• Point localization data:
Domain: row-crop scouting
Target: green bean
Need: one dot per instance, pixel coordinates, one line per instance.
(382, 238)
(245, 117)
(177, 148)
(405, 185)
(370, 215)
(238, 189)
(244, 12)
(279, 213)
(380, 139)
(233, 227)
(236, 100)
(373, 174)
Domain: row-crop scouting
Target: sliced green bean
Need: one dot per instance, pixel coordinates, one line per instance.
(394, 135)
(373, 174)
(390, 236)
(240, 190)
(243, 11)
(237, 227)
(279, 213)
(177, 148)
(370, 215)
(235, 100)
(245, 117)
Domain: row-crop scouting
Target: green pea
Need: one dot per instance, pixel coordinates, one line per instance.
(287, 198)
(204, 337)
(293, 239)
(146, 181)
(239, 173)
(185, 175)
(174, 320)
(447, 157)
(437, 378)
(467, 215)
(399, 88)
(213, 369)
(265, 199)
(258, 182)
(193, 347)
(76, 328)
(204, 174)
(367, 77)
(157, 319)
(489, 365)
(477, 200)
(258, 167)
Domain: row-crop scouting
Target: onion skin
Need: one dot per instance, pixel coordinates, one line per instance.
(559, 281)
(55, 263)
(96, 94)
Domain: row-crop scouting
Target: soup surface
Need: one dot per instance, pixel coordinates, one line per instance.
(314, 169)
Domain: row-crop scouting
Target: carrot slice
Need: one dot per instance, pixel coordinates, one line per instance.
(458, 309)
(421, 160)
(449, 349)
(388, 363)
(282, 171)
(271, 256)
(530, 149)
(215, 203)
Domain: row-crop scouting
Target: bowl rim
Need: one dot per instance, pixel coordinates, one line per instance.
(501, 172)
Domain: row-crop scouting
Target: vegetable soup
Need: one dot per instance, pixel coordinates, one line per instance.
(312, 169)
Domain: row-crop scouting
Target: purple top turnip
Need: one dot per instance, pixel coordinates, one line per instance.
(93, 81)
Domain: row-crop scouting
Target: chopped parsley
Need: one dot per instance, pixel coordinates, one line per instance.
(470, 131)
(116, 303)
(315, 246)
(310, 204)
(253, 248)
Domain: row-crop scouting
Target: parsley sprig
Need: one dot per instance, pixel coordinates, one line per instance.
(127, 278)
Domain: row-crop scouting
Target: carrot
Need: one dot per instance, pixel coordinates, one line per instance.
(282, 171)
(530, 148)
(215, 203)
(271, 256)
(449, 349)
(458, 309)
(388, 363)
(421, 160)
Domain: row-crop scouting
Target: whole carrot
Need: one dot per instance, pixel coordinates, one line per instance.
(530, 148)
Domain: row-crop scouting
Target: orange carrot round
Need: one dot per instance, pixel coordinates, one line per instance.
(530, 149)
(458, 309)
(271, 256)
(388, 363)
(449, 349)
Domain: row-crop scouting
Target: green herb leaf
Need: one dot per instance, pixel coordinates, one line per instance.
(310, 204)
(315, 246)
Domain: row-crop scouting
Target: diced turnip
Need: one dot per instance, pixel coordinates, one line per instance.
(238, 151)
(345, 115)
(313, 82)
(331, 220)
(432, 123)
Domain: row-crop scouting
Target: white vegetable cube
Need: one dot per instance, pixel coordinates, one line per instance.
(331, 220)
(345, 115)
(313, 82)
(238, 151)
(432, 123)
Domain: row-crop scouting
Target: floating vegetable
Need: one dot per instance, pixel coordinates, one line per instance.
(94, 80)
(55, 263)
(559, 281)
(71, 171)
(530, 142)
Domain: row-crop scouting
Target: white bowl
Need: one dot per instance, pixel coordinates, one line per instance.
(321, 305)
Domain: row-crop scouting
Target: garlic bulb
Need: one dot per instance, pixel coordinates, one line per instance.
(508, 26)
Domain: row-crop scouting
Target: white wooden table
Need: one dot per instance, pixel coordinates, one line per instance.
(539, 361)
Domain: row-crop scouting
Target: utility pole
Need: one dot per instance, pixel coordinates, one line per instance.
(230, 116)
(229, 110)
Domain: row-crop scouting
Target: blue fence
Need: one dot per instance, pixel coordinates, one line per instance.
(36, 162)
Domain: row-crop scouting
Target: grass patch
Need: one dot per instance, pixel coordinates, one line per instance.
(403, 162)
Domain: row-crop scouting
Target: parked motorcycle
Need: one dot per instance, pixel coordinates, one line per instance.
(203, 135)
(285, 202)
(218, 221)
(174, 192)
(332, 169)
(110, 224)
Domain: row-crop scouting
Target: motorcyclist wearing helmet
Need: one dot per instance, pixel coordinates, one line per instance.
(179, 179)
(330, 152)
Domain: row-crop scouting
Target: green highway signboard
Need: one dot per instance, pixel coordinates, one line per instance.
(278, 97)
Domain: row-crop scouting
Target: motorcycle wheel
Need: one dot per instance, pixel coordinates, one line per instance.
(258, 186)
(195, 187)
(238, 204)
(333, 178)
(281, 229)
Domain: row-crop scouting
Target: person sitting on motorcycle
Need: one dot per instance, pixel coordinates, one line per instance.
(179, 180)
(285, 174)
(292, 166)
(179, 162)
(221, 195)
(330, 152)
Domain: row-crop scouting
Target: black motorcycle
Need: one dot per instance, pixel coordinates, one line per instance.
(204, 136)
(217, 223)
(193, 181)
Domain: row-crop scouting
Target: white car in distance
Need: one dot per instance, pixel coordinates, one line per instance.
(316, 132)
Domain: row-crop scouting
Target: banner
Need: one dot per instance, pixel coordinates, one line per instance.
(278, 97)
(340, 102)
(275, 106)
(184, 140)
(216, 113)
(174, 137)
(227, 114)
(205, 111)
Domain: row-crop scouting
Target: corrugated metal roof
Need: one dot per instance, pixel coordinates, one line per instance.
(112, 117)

• Work task:
After locating the line holding "Target: orange carrot round" above, output exactly that line and every line after it through the line holding "Target: diced turnip". Include nothing else.

• Exercise result:
Target: orange carrot round
Need: one dot per instance, pixel coordinates, one line per instance.
(530, 149)
(458, 309)
(271, 256)
(388, 363)
(449, 349)
Domain: row-crop scouting
Target: green herb leaf
Need: one dot per instance, pixel coordinates, one line per instance.
(310, 204)
(315, 246)
Domain: row-crop scouting
Target: diced turnip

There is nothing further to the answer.